++++ QUOTED TEXT
The residency offers an opportunity to explore how familiar Shakespeare plays acquire new meaning when Disabled and d/Deaf actors are empowered to exercise their craft.
The Public Theater will launch a two-year residency with The Apothetae, the New York-based theater company dedicated to the production of works that explore and illuminate the “Disabled Experience.” As part of The Public’s multi-year initiative exploring accessibility in development, process, performances, documentation, and aesthetic, The Apoethetae’s residency will workshop TITUS ANDRONICUS, developing a bilingual production in English and American Sign Language (ASL) that explores how the integration of d/Deaf and Disabled artists offers new insights into Shakespeare’s text.
“Our partners at The Apothetae are teaching us every day that—to invoke the language of dramaturg and artistic co-lead Katherine Williams—human variation is a resource for artistic creation,” said The Public Theater’s Director of New Work Development Amrita Ramanan and Senior Dramaturg Sarah Lunnie. “We are proud to collaborate with them to manifest a more imaginative, liberatory artistic future at The Public.”
“It’s our firm belief that, even in 2023, casting d/Deaf and Disabled artists is a radical act,” said Gregg Mozgala, Artistic Director of The Apothetae. “We want alternatives to current pervasive cultural narratives of disability as inspiration, overcoming adversity, or death with dignity. We are intentionally choosing Shakespeare’s texts and placing them in active dialogue with lived experience and exploring access aesthetics in order to reveal new dimensions of artistry, talent, and virtuosity that these communities have to offer.”
++++++++
[PROBLEM 1]: In the residency announcement, which Shakespeare play will The Apothetae workshop?
++++ MATERIAL
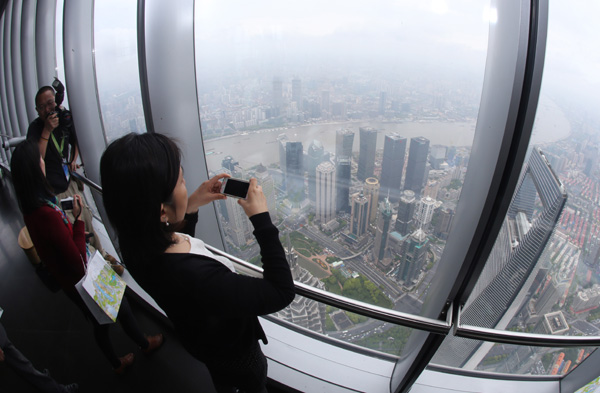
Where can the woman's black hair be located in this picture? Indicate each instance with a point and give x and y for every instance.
(30, 184)
(138, 173)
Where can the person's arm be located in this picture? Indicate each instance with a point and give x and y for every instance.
(222, 292)
(71, 246)
(50, 124)
(208, 191)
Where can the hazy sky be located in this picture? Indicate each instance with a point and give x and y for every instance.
(438, 38)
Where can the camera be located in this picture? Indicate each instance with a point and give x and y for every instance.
(65, 118)
(67, 203)
(235, 187)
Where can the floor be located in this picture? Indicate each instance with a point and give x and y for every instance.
(49, 330)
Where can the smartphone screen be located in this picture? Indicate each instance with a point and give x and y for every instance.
(67, 203)
(235, 188)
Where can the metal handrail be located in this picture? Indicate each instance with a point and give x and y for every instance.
(404, 319)
(355, 306)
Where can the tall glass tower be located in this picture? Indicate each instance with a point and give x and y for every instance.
(366, 154)
(510, 270)
(416, 167)
(392, 166)
(294, 174)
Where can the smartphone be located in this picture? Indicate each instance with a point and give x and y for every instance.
(67, 203)
(235, 187)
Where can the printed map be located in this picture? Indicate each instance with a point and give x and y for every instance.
(104, 286)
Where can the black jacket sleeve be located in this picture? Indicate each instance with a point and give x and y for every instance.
(222, 292)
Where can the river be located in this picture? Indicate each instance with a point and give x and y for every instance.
(261, 146)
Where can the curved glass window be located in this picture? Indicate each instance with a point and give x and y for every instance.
(358, 123)
(542, 274)
(117, 72)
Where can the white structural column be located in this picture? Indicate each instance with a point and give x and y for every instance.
(167, 62)
(81, 81)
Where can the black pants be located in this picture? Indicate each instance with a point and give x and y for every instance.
(101, 332)
(246, 372)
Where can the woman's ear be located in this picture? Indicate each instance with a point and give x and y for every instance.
(163, 214)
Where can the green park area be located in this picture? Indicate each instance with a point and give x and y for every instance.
(359, 288)
(304, 245)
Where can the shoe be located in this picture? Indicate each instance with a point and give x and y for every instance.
(70, 388)
(154, 342)
(126, 361)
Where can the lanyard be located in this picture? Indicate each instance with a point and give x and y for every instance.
(62, 144)
(62, 213)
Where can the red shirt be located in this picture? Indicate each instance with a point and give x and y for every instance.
(60, 247)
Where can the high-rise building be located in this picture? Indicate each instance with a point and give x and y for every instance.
(366, 154)
(325, 104)
(343, 182)
(424, 212)
(294, 175)
(392, 166)
(360, 215)
(282, 139)
(383, 230)
(314, 156)
(344, 140)
(382, 102)
(265, 180)
(406, 211)
(442, 228)
(277, 94)
(325, 190)
(229, 163)
(414, 252)
(513, 263)
(371, 192)
(303, 311)
(297, 92)
(416, 167)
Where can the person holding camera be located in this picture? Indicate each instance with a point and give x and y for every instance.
(60, 243)
(214, 310)
(54, 132)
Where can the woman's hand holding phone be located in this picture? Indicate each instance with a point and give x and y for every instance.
(255, 202)
(77, 206)
(208, 191)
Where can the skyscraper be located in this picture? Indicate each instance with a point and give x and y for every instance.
(371, 192)
(277, 94)
(326, 104)
(303, 311)
(392, 166)
(343, 183)
(417, 164)
(366, 154)
(359, 215)
(294, 174)
(406, 211)
(325, 201)
(297, 92)
(513, 263)
(382, 102)
(314, 156)
(424, 212)
(344, 140)
(265, 180)
(383, 230)
(414, 252)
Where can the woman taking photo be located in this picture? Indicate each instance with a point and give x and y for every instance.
(214, 310)
(61, 246)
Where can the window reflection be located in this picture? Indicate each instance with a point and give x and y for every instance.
(115, 41)
(358, 124)
(542, 275)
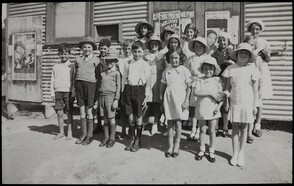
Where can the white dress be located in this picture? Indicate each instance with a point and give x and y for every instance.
(176, 80)
(242, 97)
(205, 104)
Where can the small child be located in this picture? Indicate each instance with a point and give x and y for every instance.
(208, 90)
(109, 94)
(175, 91)
(222, 55)
(85, 83)
(156, 63)
(242, 83)
(199, 47)
(135, 76)
(261, 48)
(127, 56)
(191, 33)
(62, 90)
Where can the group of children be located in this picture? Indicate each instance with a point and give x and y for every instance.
(185, 79)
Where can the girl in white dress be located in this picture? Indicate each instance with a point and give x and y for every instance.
(209, 91)
(242, 83)
(262, 48)
(175, 90)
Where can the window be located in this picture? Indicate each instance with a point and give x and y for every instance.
(68, 22)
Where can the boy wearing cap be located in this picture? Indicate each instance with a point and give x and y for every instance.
(135, 77)
(85, 87)
(109, 85)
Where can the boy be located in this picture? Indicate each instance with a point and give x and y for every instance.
(135, 76)
(109, 93)
(62, 90)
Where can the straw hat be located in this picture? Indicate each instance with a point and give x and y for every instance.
(138, 26)
(212, 61)
(164, 31)
(255, 21)
(243, 46)
(88, 40)
(153, 38)
(198, 39)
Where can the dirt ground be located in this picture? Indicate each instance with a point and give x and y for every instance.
(31, 156)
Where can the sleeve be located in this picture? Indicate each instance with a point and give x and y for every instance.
(118, 85)
(52, 82)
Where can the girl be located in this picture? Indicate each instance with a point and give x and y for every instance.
(208, 90)
(211, 41)
(127, 56)
(261, 48)
(199, 48)
(242, 85)
(144, 31)
(222, 55)
(190, 33)
(175, 91)
(156, 68)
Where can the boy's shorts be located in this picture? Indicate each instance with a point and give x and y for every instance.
(133, 97)
(85, 93)
(105, 103)
(63, 101)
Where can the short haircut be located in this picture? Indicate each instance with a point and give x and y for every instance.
(181, 53)
(138, 44)
(63, 47)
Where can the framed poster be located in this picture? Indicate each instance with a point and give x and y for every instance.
(24, 56)
(170, 19)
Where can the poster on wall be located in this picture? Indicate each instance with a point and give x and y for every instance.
(24, 56)
(216, 22)
(170, 19)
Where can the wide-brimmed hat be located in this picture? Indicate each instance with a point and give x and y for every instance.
(198, 39)
(88, 40)
(255, 21)
(137, 28)
(164, 31)
(153, 38)
(212, 61)
(243, 46)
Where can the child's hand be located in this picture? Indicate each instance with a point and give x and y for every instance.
(114, 104)
(185, 105)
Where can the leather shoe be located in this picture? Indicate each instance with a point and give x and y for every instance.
(110, 143)
(81, 140)
(104, 142)
(87, 141)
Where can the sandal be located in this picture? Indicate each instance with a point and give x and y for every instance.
(200, 155)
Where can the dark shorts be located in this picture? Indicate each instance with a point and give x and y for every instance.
(63, 101)
(133, 97)
(105, 105)
(85, 93)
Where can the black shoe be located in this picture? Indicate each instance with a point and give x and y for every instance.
(104, 142)
(110, 143)
(136, 145)
(199, 157)
(81, 140)
(87, 141)
(130, 145)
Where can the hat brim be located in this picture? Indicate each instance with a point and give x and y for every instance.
(191, 46)
(233, 56)
(80, 44)
(137, 28)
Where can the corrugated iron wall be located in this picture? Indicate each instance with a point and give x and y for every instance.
(279, 33)
(128, 12)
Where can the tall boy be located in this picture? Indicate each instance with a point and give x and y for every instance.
(62, 90)
(135, 76)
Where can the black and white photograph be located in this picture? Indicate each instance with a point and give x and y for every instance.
(147, 92)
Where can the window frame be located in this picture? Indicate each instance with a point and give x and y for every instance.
(50, 25)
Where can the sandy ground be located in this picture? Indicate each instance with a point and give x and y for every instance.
(31, 156)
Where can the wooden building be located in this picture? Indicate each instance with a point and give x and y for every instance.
(53, 23)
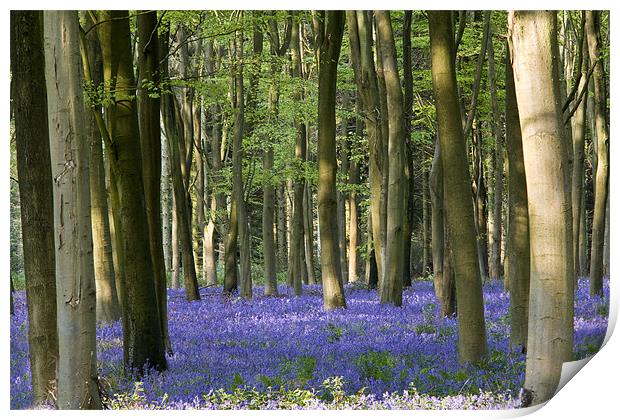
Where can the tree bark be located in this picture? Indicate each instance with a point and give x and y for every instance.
(245, 279)
(360, 41)
(69, 152)
(409, 209)
(142, 336)
(457, 193)
(550, 328)
(392, 286)
(32, 140)
(108, 308)
(578, 171)
(495, 254)
(331, 275)
(593, 33)
(297, 224)
(517, 262)
(182, 217)
(150, 145)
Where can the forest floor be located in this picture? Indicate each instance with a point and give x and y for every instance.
(287, 352)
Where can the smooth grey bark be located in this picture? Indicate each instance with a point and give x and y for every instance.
(517, 262)
(331, 275)
(550, 327)
(245, 279)
(392, 285)
(495, 222)
(108, 308)
(32, 143)
(143, 343)
(69, 152)
(593, 33)
(150, 146)
(362, 58)
(578, 169)
(459, 214)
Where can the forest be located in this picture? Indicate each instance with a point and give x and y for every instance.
(306, 209)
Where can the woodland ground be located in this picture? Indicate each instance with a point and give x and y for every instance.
(288, 352)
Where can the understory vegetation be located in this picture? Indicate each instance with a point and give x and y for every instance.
(287, 353)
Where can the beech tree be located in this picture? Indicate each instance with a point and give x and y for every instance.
(592, 28)
(76, 376)
(550, 328)
(29, 106)
(333, 292)
(458, 206)
(143, 343)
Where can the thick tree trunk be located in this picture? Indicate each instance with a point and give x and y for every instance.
(182, 217)
(245, 279)
(333, 291)
(341, 204)
(142, 336)
(309, 233)
(392, 286)
(517, 262)
(176, 251)
(480, 203)
(166, 205)
(593, 32)
(75, 292)
(361, 41)
(108, 308)
(550, 327)
(354, 180)
(150, 145)
(457, 192)
(297, 224)
(231, 275)
(32, 141)
(409, 208)
(495, 254)
(578, 175)
(426, 229)
(281, 228)
(443, 272)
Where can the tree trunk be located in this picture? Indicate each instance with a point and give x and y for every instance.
(392, 286)
(550, 328)
(297, 225)
(457, 193)
(76, 376)
(517, 262)
(231, 275)
(333, 291)
(495, 257)
(142, 336)
(354, 180)
(150, 145)
(480, 203)
(269, 193)
(32, 141)
(578, 170)
(245, 279)
(108, 308)
(341, 204)
(176, 252)
(593, 32)
(443, 277)
(182, 217)
(360, 40)
(309, 233)
(166, 204)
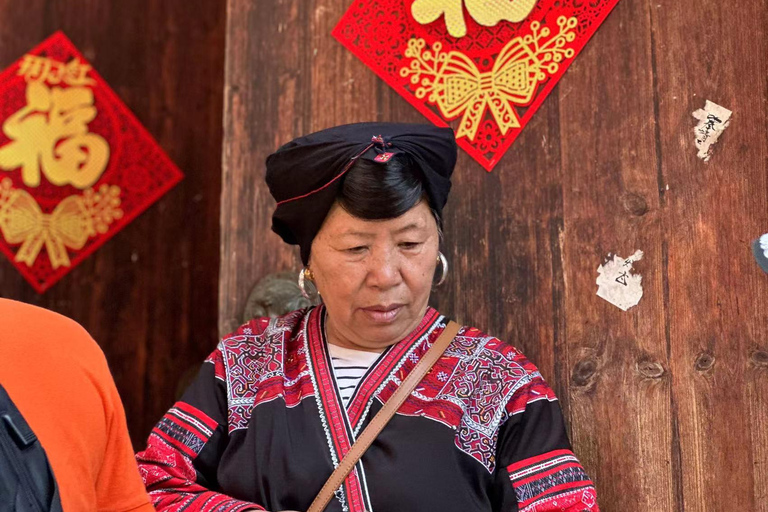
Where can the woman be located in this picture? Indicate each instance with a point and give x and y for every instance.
(280, 401)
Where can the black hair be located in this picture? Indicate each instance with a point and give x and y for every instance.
(379, 191)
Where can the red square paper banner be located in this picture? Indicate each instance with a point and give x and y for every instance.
(484, 66)
(76, 166)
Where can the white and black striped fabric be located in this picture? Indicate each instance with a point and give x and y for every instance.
(350, 365)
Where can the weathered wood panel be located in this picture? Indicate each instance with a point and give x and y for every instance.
(658, 424)
(148, 296)
(717, 309)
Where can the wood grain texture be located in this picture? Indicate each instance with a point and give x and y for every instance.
(665, 402)
(149, 295)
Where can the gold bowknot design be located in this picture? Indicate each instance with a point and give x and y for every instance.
(69, 226)
(458, 88)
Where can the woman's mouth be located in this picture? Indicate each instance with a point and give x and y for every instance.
(382, 314)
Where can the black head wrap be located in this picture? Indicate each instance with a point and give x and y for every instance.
(305, 175)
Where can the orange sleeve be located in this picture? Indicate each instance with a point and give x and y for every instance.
(119, 487)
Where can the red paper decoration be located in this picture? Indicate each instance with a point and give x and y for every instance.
(485, 66)
(75, 164)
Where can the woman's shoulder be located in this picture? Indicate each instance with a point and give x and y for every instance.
(264, 329)
(475, 344)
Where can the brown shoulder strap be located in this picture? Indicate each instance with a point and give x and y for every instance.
(383, 416)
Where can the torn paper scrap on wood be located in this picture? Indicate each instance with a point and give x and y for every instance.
(617, 284)
(760, 249)
(713, 120)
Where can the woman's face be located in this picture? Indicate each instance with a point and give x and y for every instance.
(374, 276)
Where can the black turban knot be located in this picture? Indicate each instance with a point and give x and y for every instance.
(305, 175)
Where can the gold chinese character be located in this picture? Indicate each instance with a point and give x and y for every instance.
(50, 134)
(42, 69)
(485, 12)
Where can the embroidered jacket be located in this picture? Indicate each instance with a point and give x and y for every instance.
(263, 426)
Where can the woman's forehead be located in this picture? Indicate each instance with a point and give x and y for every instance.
(341, 223)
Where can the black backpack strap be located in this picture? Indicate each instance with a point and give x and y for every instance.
(27, 483)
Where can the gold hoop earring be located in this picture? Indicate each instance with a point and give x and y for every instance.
(443, 262)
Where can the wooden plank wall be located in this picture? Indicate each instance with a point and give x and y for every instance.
(667, 403)
(149, 295)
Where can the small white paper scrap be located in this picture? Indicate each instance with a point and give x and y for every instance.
(713, 120)
(617, 284)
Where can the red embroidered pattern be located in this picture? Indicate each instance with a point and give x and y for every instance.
(474, 388)
(554, 481)
(166, 465)
(253, 360)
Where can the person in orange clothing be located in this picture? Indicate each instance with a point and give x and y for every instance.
(59, 380)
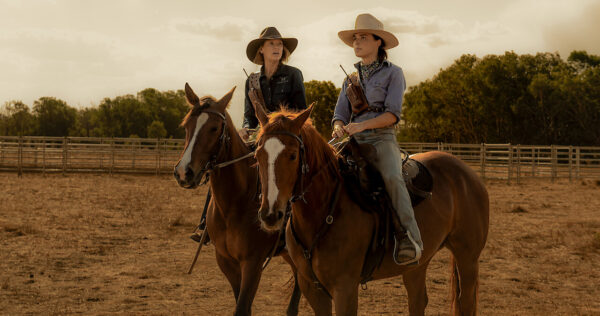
++++++++
[PROBLEM 2]: Count the lines of the records that contain the word "jacket". Give only the number.

[EXERCISE RESULT 1]: TITUS ANDRONICUS

[EXERCISE RESULT 2]: 2